**WHAT YOU WILL DO:**
Write out the article entry below on texture formation in freeze-dried strawberry chips in full, with no changes.

High-pressure-microjet homogenized macromolecules on texture formation of strawberry chips during freeze-drying
文献类型: 外文期刊
第一作者: Liu, Chunju
作者: Liu, Chunju;Xiang, Kexin;Zhang, Bo;Guo, Jia;Xiao, Yadong;Li, Dajing;Nie, Meimei;Liu, Chunju;Xiang, Kexin;Zhang, Bo;Wang, Haiou
作者机构:
关键词: Strawberry; texture formation; freeze-drying; high-pressure-microjet homogenized macromolecules; microstructure
期刊名称:DRYING TECHNOLOGY ( 影响因子:2.7; 五年影响因子:3.4 )
ISSN: 0737-3937
年卷期: 2025 年 43 卷 9 期
页码:
收录情况: SCI
摘要: The matrix components of fruits and vegetables, especially large molecular substances, determine the texture of freeze-dried (FD) products. This study investigated the effects of four macromolecules -arabinoxylan (AX), whey protein (WP), pregelatinized starch (PS), and pectin (PE)-micronized and added to strawberry slices. The effects of different micronized macromolecules on the microstructure, water migration, and mechanical properties of strawberries before (BD), during (DD), and after (AD) freeze-drying were investigated and factors affecting texture formation were analyzed. The addition of micronized macromolecules promoted thickening of the cell walls of strawberry slices, and the cells shrunk or swelled to varying degrees. During the drying process, the cell area and diameter gradually increased, as did the coefficient of variation and fractal dimension. Cells in the AX group were more severely damaged, whereas those in the PE group had greater cell integrity and the thickest cell walls. These micronized macromolecules slowed the water loss of strawberry slices during the FD process, and the elastic modulus, hardness, and total work increased, whereas elasticity decreased. Correlation and principal component analysis revealed that the microstructure and peak area of free water affected the texture of strawberry slices. The texture formation of the strawberry slices mainly occurred during the late drying period.

**SOURCE INFORMATION:**
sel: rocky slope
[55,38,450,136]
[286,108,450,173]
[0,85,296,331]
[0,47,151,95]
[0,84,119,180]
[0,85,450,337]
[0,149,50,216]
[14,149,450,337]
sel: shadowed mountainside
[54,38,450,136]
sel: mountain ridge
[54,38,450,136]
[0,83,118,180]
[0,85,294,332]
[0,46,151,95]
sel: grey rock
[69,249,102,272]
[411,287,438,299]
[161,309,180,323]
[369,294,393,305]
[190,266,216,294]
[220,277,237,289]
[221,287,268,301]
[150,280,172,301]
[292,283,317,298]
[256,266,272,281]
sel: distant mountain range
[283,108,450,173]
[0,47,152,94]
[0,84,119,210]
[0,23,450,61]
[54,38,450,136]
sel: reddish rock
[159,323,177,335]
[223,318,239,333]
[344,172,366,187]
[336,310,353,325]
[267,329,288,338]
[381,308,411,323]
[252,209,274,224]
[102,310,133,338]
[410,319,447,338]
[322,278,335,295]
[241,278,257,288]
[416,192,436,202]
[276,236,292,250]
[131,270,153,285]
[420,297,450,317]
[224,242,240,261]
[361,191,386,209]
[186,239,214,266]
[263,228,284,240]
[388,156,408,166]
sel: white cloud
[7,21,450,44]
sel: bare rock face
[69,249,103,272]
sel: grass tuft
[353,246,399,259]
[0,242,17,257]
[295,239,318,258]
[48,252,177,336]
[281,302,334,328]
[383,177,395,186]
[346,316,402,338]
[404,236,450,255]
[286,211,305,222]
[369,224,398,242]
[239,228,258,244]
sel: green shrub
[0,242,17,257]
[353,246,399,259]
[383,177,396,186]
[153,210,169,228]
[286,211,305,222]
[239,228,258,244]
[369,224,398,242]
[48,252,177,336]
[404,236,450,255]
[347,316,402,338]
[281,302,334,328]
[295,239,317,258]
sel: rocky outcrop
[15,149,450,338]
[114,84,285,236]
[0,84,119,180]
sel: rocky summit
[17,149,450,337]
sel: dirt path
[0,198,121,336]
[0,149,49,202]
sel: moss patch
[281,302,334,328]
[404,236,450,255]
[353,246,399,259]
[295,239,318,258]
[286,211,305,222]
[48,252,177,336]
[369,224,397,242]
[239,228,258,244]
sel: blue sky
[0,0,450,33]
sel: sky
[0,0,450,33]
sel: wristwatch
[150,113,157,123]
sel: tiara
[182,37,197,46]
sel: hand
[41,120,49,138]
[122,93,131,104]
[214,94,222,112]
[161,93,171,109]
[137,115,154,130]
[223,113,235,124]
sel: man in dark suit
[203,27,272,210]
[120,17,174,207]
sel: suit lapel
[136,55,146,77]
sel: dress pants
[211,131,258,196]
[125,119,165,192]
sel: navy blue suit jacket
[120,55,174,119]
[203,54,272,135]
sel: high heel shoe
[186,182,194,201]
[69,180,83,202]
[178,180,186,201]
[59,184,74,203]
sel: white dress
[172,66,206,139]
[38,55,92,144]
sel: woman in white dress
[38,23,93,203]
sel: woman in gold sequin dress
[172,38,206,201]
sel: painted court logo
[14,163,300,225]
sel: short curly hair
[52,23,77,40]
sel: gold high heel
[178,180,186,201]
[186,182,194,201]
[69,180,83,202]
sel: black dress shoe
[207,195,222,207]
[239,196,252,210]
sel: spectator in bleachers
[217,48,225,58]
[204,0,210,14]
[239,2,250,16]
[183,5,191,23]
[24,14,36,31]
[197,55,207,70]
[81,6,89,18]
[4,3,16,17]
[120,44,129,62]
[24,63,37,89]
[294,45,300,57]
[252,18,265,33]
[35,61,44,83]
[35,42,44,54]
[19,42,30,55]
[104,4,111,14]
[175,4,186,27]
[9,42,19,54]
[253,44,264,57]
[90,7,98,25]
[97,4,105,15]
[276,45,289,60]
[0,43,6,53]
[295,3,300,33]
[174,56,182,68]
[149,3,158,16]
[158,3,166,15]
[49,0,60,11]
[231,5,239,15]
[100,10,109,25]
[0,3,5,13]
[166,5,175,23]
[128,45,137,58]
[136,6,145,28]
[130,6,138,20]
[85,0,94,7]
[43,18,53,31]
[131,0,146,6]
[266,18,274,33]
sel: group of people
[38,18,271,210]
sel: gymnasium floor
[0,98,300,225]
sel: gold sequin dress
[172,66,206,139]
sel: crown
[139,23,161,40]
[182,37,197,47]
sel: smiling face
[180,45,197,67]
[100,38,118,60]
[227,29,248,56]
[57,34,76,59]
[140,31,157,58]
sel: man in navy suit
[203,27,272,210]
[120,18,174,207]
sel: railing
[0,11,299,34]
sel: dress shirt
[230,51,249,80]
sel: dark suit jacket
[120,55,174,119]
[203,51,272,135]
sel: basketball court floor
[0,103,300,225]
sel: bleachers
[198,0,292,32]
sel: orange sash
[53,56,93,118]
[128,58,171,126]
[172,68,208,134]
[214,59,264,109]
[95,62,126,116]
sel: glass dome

**RESULT:**
High-pressure-microjet homogenized macromolecules on texture formation of strawberry chips during freeze-drying
文献类型: 外文期刊
第一作者: Liu, Chunju
作者: Liu, Chunju;Xiang, Kexin;Zhang, Bo;Guo, Jia;Xiao, Yadong;Li, Dajing;Nie, Meimei;Liu, Chunju;Xiang, Kexin;Zhang, Bo;Wang, Haiou
作者机构:
关键词: Strawberry; texture formation; freeze-drying; high-pressure-microjet homogenized macromolecules; microstructure
期刊名称:DRYING TECHNOLOGY ( 影响因子:2.7; 五年影响因子:3.4 )
ISSN: 0737-3937
年卷期: 2025 年 43 卷 9 期
页码:
收录情况: SCI
摘要: The matrix components of fruits and vegetables, especially large molecular substances, determine the texture of freeze-dried (FD) products. This study investigated the effects of four macromolecules -arabinoxylan (AX), whey protein (WP), pregelatinized starch (PS), and pectin (PE)-micronized and added to strawberry slices. The effects of different micronized macromolecules on the microstructure, water migration, and mechanical properties of strawberries before (BD), during (DD), and after (AD) freeze-drying were investigated and factors affecting texture formation were analyzed. The addition of micronized macromolecules promoted thickening of the cell walls of strawberry slices, and the cells shrunk or swelled to varying degrees. During the drying process, the cell area and diameter gradually increased, as did the coefficient of variation and fractal dimension. Cells in the AX group were more severely damaged, whereas those in the PE group had greater cell integrity and the thickest cell walls. These micronized macromolecules slowed the water loss of strawberry slices during the FD process, and the elastic modulus, hardness, and total work increased, whereas elasticity decreased. Correlation and principal component analysis revealed that the microstructure and peak area of free water affected the texture of strawberry slices. The texture formation of the strawberry slices mainly occurred during the late drying period.